===== GIVEN DATA =====

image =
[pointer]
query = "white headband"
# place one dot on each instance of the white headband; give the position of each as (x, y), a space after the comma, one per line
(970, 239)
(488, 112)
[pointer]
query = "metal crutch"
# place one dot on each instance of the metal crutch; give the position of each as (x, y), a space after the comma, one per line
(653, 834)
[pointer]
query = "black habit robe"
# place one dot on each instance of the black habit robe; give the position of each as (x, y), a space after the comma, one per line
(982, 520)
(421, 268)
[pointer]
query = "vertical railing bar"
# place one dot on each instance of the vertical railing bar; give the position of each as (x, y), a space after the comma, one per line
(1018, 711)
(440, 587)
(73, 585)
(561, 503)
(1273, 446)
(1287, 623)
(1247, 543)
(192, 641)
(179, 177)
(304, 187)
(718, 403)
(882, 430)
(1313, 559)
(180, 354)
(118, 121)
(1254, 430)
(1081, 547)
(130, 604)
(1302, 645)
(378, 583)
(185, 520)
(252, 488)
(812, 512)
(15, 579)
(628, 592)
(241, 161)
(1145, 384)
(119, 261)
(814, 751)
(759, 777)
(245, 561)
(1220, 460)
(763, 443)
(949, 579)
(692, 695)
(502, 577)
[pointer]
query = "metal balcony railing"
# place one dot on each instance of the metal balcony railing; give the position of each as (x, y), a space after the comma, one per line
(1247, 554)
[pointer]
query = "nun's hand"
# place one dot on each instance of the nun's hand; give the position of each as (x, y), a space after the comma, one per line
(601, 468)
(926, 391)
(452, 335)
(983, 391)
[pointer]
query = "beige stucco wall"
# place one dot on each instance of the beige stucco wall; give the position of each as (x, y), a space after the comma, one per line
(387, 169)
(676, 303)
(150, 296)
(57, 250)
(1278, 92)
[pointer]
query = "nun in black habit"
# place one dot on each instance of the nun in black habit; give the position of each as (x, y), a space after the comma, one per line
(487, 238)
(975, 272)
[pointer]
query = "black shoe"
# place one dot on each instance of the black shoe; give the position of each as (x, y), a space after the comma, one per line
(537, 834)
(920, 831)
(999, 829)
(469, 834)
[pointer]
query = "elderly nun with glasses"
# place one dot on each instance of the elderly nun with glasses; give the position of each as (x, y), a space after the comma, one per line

=====

Reproduce each record exactly as it appears.

image =
[pointer]
query = "white headband"
# place one dot on each instance of the white headband; give the position of each as (x, y), a space after the comma, one per line
(970, 239)
(488, 112)
[pointer]
query = "metal crutch"
# place one dot on each instance of the metal crutch; give the position of each as (x, y), a space after the comma, one per line
(653, 834)
[pointer]
query = "black habit robe"
# place one dot on each instance of the black habit robe; give the position of each as (x, y), a space after the comma, one per line
(982, 520)
(421, 268)
[pointer]
query = "vertical railing bar"
# place one dot on each instance of the vertical railing bar; give the position of each as (x, y), a space after the comma, one per line
(1018, 711)
(440, 587)
(73, 585)
(561, 503)
(1273, 446)
(1287, 623)
(1247, 543)
(192, 641)
(179, 177)
(304, 187)
(718, 403)
(882, 430)
(1313, 559)
(180, 354)
(118, 121)
(1254, 430)
(1081, 547)
(130, 604)
(1302, 645)
(378, 583)
(185, 520)
(252, 488)
(812, 512)
(15, 579)
(628, 592)
(241, 161)
(1145, 384)
(119, 261)
(814, 751)
(759, 777)
(245, 561)
(1220, 460)
(763, 443)
(949, 579)
(692, 695)
(502, 577)
[pointer]
query = "metal balcony railing"
# place one dot on each instance of the metal balcony railing; give the position of each as (x, y), a space after the comma, one per line
(1247, 554)
[pointer]
query = "nun's hand"
# place one dot on each instance of the nun's hand; give the position of each as (x, y), a space after the comma, one per line
(601, 468)
(926, 391)
(452, 335)
(983, 391)
[pointer]
query = "beige stucco wall"
# place one dot on each instance of the beige stucco wall; give the position of each as (x, y), a space after the comma, one per line
(387, 169)
(676, 303)
(150, 296)
(57, 250)
(1278, 92)
[pointer]
query = "nun in black habit"
# place one dot on each instance of the nun in black habit; give the position of each as (x, y), a space after the comma, one per line
(487, 238)
(975, 272)
[pointer]
query = "black shoe"
# place one dot on each instance of the black shoe; give the position of each as (x, y), a space after the comma, one per line
(537, 834)
(920, 831)
(999, 829)
(469, 834)
[pointer]
query = "elderly nun with glasses"
# place one dot on each instance of the elderly nun with glasses; give the position of each as (x, y), a space after the comma, one per line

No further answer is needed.